§ Work required
Copy only this range: the line with "pin: the bird perched" through the final line of the material, inclusive at both ends.

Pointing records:
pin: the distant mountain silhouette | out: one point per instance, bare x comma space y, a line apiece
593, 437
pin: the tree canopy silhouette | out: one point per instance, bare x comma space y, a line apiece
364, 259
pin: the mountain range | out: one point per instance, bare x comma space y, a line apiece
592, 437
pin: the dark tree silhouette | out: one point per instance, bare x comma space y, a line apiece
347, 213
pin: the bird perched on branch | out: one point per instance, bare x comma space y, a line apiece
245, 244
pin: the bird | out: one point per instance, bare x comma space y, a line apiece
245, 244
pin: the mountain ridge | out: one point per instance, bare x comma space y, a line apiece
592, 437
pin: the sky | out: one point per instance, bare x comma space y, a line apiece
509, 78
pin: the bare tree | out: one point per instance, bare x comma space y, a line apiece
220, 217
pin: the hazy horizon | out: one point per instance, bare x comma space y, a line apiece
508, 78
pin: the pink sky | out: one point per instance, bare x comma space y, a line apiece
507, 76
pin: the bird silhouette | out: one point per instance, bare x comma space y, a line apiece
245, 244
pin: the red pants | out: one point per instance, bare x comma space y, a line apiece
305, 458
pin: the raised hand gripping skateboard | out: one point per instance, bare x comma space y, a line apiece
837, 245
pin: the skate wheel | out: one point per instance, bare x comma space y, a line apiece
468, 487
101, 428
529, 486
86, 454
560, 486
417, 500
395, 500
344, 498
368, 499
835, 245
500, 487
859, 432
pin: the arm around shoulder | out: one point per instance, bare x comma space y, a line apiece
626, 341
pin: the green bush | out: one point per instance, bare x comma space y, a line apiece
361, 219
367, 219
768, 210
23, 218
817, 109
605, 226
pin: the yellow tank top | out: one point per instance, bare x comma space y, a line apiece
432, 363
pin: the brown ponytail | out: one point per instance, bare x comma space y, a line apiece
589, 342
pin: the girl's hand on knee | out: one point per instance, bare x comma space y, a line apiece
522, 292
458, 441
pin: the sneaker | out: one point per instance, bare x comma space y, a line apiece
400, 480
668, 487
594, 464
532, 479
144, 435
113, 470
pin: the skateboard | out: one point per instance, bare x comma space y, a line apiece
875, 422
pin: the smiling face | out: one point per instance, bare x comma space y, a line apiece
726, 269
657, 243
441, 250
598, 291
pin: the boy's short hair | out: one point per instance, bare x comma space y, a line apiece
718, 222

§ Complete response
pin: the bird perched on branch | out: one point per instance, bare x comma space y, a line apiece
245, 244
pin: the bird | out: one point per instance, bare x comma space y, a line apiece
245, 244
pin: the mountain ridge | out: one point per instance, bare x comma space y, a line apiece
592, 437
pin: the sky | out: one point per instance, bare x comma space y, a line apiece
509, 78
pin: the bare tree | out: one point per instance, bare x comma space y, a line apiece
220, 217
pin: the hazy horizon | out: one point per instance, bare x comma space y, a line apiece
508, 78
pin: the pink sky | out: one point per instance, bare x comma space y, a line apiece
507, 76
pin: the bird silhouette | out: one point per instance, bare x comma space y, a line apiece
245, 244
pin: the red pants | out: one point per instance, bare x comma space y, a line apiece
305, 458
pin: the raised hand gripping skateboard | out: one point per instance, bare x comma space y, a line apiece
837, 245
pin: the skate wheel | out: one point per instance, bare x comma space y, a line apiece
468, 487
101, 428
529, 486
86, 454
560, 486
417, 500
395, 500
344, 498
368, 499
835, 245
500, 487
859, 432
pin: the arm around shoulder | out: one point per instance, bare x comma space y, a line apiece
626, 341
pin: the green bush | out: one point per instance, bare x comma space y, a line apiece
361, 219
367, 219
768, 210
23, 218
817, 109
605, 226
pin: the yellow tank top | out: one point per instance, bare x comma space y, a line apiece
432, 363
pin: the brown ponytail | out: one point per instance, bare x comma space y, a line apiece
589, 342
pin: the girl's hand on knee | out: one point per instance, bare x comma space y, a line apiece
522, 292
458, 441
pin: the sneaker | out: one point per instance, bare x comma space y, a line apiece
400, 480
668, 487
594, 464
532, 479
144, 435
113, 470
pin: the skateboard | out: one point per instance, bare x comma space y, a line apiece
875, 422
pin: the smiling face | out: one point per instance, bare x comma space y, a line apiece
726, 269
657, 243
441, 250
598, 291
pin: the boy's short hair | out: one point per instance, bare x comma space y, a line apiece
718, 222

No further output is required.